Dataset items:
────────────────────────────────────────

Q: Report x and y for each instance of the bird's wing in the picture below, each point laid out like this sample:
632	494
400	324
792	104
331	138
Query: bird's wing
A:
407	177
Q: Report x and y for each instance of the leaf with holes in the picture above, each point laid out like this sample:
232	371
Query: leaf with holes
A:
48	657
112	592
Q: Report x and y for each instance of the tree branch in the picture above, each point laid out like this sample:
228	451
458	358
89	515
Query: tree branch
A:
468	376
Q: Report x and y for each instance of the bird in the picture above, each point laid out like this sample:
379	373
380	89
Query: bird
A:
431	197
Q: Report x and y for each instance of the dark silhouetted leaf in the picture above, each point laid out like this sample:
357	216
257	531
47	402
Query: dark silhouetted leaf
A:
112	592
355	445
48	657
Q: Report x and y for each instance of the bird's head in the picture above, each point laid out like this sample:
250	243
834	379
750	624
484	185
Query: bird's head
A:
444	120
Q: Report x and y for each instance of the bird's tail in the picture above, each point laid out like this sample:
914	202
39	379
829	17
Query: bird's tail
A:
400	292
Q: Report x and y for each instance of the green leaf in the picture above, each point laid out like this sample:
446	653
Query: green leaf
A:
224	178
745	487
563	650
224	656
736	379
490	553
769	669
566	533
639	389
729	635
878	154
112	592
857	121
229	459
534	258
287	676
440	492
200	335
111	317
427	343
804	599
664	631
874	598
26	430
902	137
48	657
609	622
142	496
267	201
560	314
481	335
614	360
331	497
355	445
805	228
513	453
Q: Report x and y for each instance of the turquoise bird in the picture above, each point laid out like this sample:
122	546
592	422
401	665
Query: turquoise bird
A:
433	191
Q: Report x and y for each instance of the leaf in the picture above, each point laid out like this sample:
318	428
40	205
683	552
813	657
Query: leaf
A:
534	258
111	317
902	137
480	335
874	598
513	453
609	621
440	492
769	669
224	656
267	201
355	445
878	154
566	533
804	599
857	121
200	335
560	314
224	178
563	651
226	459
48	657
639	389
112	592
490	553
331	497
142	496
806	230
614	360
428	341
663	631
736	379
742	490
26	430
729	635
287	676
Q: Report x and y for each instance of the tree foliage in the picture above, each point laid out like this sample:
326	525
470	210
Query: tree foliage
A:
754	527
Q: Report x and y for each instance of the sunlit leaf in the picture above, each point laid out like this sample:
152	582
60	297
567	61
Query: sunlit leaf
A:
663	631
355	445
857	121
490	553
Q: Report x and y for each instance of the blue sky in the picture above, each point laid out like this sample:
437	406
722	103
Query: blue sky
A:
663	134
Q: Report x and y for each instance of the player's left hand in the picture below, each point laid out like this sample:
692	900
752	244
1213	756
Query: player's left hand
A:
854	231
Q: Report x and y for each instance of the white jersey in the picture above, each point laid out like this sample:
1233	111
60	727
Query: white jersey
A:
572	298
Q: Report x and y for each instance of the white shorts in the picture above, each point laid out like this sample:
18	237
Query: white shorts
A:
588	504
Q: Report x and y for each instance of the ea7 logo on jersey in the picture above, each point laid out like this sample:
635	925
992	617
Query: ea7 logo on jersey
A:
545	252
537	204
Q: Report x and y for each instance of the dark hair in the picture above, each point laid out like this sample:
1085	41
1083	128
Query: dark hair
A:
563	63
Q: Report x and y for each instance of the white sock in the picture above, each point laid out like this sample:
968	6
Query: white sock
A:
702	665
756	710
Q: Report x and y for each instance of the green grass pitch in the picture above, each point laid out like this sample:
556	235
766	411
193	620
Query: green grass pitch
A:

────────────────────────────────────────

Written instruction:
Above are some records; repeat all of them exactly.

Result of this task:
Q: Report x and y for each instance of the bird's wing in the picture below, each point laid out like this sample:
632	494
400	324
792	104
331	138
Query: bird's wing
A:
407	177
Q: Report x and y for each instance of the leaf with holes in the picture above, each point laid out like this sample:
232	371
Query: leaf with holes
A:
48	657
112	592
Q: Report x and y for each instance of the tree branch in the picture above, each point laid out like this sample:
228	451
458	358
89	515
Query: tree branch
A:
468	376
Q: Report x and y for each instance of the bird in the picture above, each point laid out like this sample:
379	373
380	89
Query: bird
A:
431	197
Q: Report x and y for each instance of the dark silhouetted leaf in the picture above, each point laid out like this sample:
357	216
257	531
47	402
Query: dark silhouetted leaf
A:
112	592
355	445
48	657
Q: Report x and y for each instance of the bird's head in the picture above, each point laid out like this sample:
250	243
834	379
750	624
484	185
Query: bird's head
A:
444	120
Q: Report x and y for each instance of the bird's tail in the picture above, each point laid out like this sample:
914	202
39	379
829	17
Query: bird's tail
A:
400	292
Q: Report x and y for each instance of the green leaf in the picture above, each point laid out like this sample:
446	653
Query: green leaf
A:
224	178
745	487
563	650
224	656
736	379
490	553
769	669
566	533
639	389
729	635
878	154
112	592
857	121
229	459
534	258
287	676
440	492
200	335
111	317
427	343
804	599
664	631
874	598
26	430
902	137
48	657
609	622
142	496
267	201
560	314
481	335
614	360
331	497
355	445
805	228
513	453
Q: Report x and y for each instance of the turquoise bird in the picture above, each point laid out like this sample:
122	546
592	422
401	665
Query: turquoise bird
A:
433	191
Q: Report x and y for each instance of the leaf in the picture above, each point laid out like this sample:
318	428
40	205
683	552
813	657
Query: leaf
A:
534	258
111	317
902	137
480	335
874	598
513	453
609	621
440	492
769	669
224	656
267	201
355	445
878	154
566	533
804	599
857	121
200	335
560	314
224	178
563	651
226	459
48	657
639	389
112	592
490	553
331	497
142	496
806	230
614	360
428	341
663	631
736	379
742	490
26	430
729	635
287	676
Q: Report x and y for each instance of the tree foliage in the picture above, each point laid out like this sample:
326	525
470	210
Query: tree foliage
A:
754	527
Q: Report x and y for each instance of the sunlit leaf in the picture above, each point laid out like this sample:
152	582
60	297
567	61
Query: sunlit leaf
A:
663	631
355	445
857	121
490	553
Q: Report x and y for each instance of the blue sky in the picture above, each point laid out like this sample:
437	406
722	103
Query: blue sky
A:
663	134
Q: Report x and y for each instance of the player's left hand in the picture below, each point laid out like this sample:
692	900
752	244
1213	756
Query: player's left hand
A:
854	231
Q: Report x and y for each instance of the white jersey in the picture above, each point laid out like this sample:
1233	111
60	727
Query: white jersey
A:
572	298
Q: Report x and y for each instance of the white shorts in the picture above, each point laid out like this sample:
18	237
Query: white shorts
A:
588	504
Q: Report x and y for each instance of the ea7 logo on jersey in the picture above, each point laid out like this sample:
635	925
992	617
Query: ea7 logo on jersey
A:
545	252
537	204
Q: Report x and y for each instance of the dark hair in the picture above, each point laid out like this sample:
1085	41
1083	128
Query: dark hair
A:
563	63
Q: Report x and y for each instance of the white sock in the picture above, each point laid out like this sample:
968	6
Query: white sock
A:
702	665
756	710
Q: Report x and y for each instance of the green grass pitch in the picture above, each point laid out like this sample:
556	235
766	411
193	620
Query: green grass pitch
A:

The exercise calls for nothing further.